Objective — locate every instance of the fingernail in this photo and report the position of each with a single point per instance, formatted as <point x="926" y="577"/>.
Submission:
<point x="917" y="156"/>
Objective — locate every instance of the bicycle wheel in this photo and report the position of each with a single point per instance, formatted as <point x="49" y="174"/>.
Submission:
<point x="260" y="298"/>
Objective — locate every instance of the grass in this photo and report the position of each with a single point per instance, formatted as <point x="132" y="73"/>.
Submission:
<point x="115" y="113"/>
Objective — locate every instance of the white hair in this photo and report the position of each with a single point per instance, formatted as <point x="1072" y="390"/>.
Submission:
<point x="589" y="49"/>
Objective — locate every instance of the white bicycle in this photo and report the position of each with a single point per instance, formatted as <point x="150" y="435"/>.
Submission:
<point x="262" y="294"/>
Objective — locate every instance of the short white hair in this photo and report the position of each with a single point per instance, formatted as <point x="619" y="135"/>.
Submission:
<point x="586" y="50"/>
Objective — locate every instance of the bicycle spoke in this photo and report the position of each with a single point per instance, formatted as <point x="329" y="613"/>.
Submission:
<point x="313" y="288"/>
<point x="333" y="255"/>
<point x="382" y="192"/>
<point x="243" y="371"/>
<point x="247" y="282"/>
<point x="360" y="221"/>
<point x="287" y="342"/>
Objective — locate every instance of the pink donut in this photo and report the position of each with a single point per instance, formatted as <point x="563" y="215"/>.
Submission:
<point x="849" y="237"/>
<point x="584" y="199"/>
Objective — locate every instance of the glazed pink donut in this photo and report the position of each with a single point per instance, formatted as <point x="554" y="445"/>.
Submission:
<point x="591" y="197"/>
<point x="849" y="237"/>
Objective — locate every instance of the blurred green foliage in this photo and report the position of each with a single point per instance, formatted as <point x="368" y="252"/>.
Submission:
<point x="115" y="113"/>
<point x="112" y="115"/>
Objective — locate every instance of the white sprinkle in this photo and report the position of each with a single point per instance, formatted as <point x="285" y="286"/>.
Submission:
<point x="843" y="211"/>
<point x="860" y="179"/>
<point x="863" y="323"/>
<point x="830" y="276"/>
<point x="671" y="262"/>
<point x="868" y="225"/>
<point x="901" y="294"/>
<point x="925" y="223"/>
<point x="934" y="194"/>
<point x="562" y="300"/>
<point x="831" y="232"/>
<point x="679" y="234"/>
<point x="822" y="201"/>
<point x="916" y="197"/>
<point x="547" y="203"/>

━━━━━━━━━━

▸ **PROBLEM REQUIREMENTS**
Copy out every entry again, exactly as it was given.

▸ **PROBLEM SOLUTION**
Objective — locate every instance of the fingernail in this photo and report the position of each with a single point per instance, formatted as <point x="926" y="577"/>.
Submission:
<point x="917" y="156"/>
Objective — locate every instance of the bicycle wheel in this photo and report the position of each with a single point per instance, formatted as <point x="49" y="174"/>.
Submission:
<point x="260" y="298"/>
Objective — locate every instance of the grass in this photo and report the position of each with a single point per instance, formatted as <point x="132" y="73"/>.
Submission:
<point x="115" y="113"/>
Objective — locate every instance of the white hair in this photo and report the position of each with a single point per instance, formatted as <point x="1072" y="390"/>.
Submission:
<point x="589" y="49"/>
Objective — locate every instance of the white bicycle in this photo and report the position of each with a single point per instance, formatted as <point x="150" y="435"/>.
Submission:
<point x="262" y="294"/>
Objective — locate every instance of the short white hair in this photo and report the position of each with a single point per instance, formatted as <point x="619" y="135"/>.
Submission:
<point x="586" y="50"/>
Objective — locate every instance of the bicycle spoke in this photo and report the position of each with a single point per instance, formatted as <point x="329" y="613"/>.
Submission:
<point x="313" y="288"/>
<point x="333" y="255"/>
<point x="382" y="192"/>
<point x="243" y="371"/>
<point x="247" y="282"/>
<point x="360" y="221"/>
<point x="287" y="342"/>
Objective — locate every instance of the pink donut in this photo and report the position of each with a single point per instance, formatted as <point x="563" y="215"/>.
Submission:
<point x="849" y="237"/>
<point x="584" y="199"/>
Objective — locate every instance of the glazed pink donut in this photo and report the position of each with a single point per instance, formatted as <point x="554" y="445"/>.
Submission:
<point x="591" y="197"/>
<point x="849" y="237"/>
Objective — locate every instance of the blurred green foliage in this photo and report the position of each with a single point per instance, formatted as <point x="368" y="252"/>.
Submission:
<point x="115" y="113"/>
<point x="112" y="115"/>
Objective — locate every instance of the white sprinkle in this photo and report the position of each with a single point per instance, formatted as <point x="285" y="286"/>.
Submission:
<point x="843" y="211"/>
<point x="860" y="179"/>
<point x="863" y="323"/>
<point x="830" y="276"/>
<point x="671" y="262"/>
<point x="868" y="225"/>
<point x="901" y="294"/>
<point x="925" y="223"/>
<point x="934" y="194"/>
<point x="562" y="300"/>
<point x="831" y="232"/>
<point x="679" y="234"/>
<point x="822" y="201"/>
<point x="916" y="197"/>
<point x="547" y="203"/>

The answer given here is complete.